Revise the entries starting at the line containing "Each instance receives exactly one keypoint. Mark the chin" and running to the last one, replacing "hat brim" with "brim of the hat" and leaving everything else as it is.

[BEGIN]

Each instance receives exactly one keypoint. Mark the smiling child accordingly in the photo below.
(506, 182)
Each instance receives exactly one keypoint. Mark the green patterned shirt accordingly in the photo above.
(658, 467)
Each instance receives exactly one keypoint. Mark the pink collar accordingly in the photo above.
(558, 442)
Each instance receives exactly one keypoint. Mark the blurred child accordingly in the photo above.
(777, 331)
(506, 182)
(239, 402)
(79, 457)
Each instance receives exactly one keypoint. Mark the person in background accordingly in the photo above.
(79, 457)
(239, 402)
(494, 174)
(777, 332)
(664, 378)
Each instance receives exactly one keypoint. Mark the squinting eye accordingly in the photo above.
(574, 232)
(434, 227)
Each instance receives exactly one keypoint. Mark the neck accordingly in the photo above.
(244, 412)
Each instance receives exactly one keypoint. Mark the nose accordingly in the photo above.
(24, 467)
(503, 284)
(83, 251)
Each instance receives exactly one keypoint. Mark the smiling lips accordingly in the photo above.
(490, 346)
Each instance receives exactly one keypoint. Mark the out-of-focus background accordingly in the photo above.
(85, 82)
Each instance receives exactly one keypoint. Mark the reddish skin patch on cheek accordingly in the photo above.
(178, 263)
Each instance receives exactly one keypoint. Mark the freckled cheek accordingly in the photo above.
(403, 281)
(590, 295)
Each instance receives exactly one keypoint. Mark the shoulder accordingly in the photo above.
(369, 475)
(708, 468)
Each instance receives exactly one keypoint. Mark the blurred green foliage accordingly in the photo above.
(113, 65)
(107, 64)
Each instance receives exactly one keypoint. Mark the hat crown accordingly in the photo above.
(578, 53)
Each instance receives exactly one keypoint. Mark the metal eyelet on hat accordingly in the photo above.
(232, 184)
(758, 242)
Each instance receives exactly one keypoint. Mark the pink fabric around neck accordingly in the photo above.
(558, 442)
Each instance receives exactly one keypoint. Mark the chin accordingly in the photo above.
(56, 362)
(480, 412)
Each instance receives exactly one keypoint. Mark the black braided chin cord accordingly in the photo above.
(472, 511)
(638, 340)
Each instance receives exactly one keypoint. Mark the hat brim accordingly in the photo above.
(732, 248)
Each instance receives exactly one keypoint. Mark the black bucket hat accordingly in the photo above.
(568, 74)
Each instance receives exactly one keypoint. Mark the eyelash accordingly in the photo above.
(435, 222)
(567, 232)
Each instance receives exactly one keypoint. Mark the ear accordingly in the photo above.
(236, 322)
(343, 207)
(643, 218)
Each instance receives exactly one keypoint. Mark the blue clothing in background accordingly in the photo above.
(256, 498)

[END]

● **EXERCISE SOLUTION**
Each instance receives exactly one keypoint. Mark the chin accordingly in the photo above.
(56, 362)
(480, 412)
Each instance receives exactly one keypoint. Mark the black braided chin cord accordingly in the photo above.
(472, 511)
(638, 340)
Each instance receives exactly one keypoint. Mark the brim of the hat accordingly in the photo above.
(732, 248)
Each instance receives exactly one keypoint. Mark the black bucket hat accordingly in the photo above.
(568, 74)
Each instance receives exactly one keypoint. Mark the eyelash accordingly in the photo above.
(435, 222)
(567, 232)
Each instance receives exactly one keypoint. Mark the ear accordingly in the photo above.
(236, 322)
(343, 207)
(643, 218)
Each instance receives exactly one keypoint. Mark the blue clothing in background accordingly in the photo above.
(256, 498)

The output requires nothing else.